- _Exercise brief_: Arrange all of the data below as a Markdown table with two columns, No. and Line. Give each line its row number and leave out blank lines.

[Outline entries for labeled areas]

------------------------

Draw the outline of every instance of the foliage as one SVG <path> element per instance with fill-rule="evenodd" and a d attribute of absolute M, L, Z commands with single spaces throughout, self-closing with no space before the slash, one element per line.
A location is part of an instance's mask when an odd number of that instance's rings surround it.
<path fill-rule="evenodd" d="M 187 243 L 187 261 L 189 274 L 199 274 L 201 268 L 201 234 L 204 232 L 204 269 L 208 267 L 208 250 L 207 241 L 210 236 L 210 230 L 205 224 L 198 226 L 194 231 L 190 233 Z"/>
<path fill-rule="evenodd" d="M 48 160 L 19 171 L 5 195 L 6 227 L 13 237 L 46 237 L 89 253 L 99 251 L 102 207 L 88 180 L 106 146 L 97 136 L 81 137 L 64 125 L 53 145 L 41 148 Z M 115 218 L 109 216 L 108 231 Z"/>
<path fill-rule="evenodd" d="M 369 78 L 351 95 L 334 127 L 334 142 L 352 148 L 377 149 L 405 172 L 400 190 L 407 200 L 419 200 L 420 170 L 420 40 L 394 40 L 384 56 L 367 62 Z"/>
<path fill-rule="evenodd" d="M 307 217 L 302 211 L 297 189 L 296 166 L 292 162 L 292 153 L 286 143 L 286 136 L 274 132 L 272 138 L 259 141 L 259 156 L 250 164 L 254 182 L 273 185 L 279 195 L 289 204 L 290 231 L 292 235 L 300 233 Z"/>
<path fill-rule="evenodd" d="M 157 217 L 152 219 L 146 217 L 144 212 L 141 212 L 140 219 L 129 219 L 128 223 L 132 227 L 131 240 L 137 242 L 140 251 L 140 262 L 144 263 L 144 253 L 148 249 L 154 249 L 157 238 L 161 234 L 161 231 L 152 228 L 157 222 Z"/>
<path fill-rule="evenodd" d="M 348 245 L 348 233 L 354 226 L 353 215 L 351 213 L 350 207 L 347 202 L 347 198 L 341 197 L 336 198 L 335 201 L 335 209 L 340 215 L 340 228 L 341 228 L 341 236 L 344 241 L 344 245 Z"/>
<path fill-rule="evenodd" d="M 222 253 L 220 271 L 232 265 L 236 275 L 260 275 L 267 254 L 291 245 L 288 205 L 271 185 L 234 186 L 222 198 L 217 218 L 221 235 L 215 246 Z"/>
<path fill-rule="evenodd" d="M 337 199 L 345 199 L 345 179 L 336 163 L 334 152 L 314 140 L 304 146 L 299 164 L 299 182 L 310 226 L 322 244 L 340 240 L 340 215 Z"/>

------------------------

- _Response to the task_:
| No. | Line |
|---|---|
| 1 | Draw the outline of every instance of the foliage as one SVG <path> element per instance with fill-rule="evenodd" and a d attribute of absolute M, L, Z commands with single spaces throughout, self-closing with no space before the slash, one element per line. |
| 2 | A location is part of an instance's mask when an odd number of that instance's rings surround it. |
| 3 | <path fill-rule="evenodd" d="M 187 243 L 187 261 L 189 274 L 199 274 L 201 268 L 201 234 L 204 232 L 204 269 L 208 267 L 208 250 L 207 241 L 210 236 L 210 230 L 205 224 L 198 226 L 194 231 L 190 233 Z"/> |
| 4 | <path fill-rule="evenodd" d="M 48 160 L 19 171 L 5 195 L 6 227 L 13 237 L 46 237 L 89 253 L 99 251 L 102 207 L 88 180 L 106 146 L 97 136 L 81 137 L 64 125 L 53 145 L 41 148 Z M 115 218 L 109 216 L 108 231 Z"/> |
| 5 | <path fill-rule="evenodd" d="M 369 78 L 351 95 L 334 127 L 334 142 L 352 148 L 377 149 L 405 172 L 400 190 L 407 200 L 419 200 L 420 170 L 420 40 L 394 40 L 384 56 L 367 62 Z"/> |
| 6 | <path fill-rule="evenodd" d="M 307 217 L 302 211 L 297 189 L 296 166 L 292 162 L 292 153 L 286 143 L 286 136 L 274 132 L 272 138 L 259 141 L 259 156 L 250 164 L 254 182 L 273 185 L 279 195 L 289 204 L 290 231 L 292 235 L 300 233 Z"/> |
| 7 | <path fill-rule="evenodd" d="M 157 217 L 152 219 L 146 217 L 144 212 L 141 212 L 140 219 L 129 219 L 128 223 L 132 227 L 131 240 L 137 242 L 140 251 L 140 262 L 144 263 L 144 253 L 148 249 L 154 249 L 157 238 L 161 234 L 161 231 L 152 228 L 157 222 Z"/> |
| 8 | <path fill-rule="evenodd" d="M 348 245 L 348 233 L 354 226 L 353 215 L 351 213 L 350 207 L 347 202 L 347 198 L 341 197 L 336 198 L 335 201 L 335 209 L 340 215 L 340 228 L 341 228 L 341 236 L 344 241 L 344 245 Z"/> |
| 9 | <path fill-rule="evenodd" d="M 222 253 L 220 271 L 232 265 L 236 275 L 260 275 L 267 254 L 291 245 L 288 205 L 271 185 L 234 186 L 222 198 L 217 218 L 221 235 L 215 246 Z"/> |
| 10 | <path fill-rule="evenodd" d="M 337 199 L 345 199 L 345 179 L 336 163 L 334 152 L 314 140 L 304 146 L 299 164 L 299 182 L 310 226 L 322 244 L 340 240 L 340 215 Z"/> |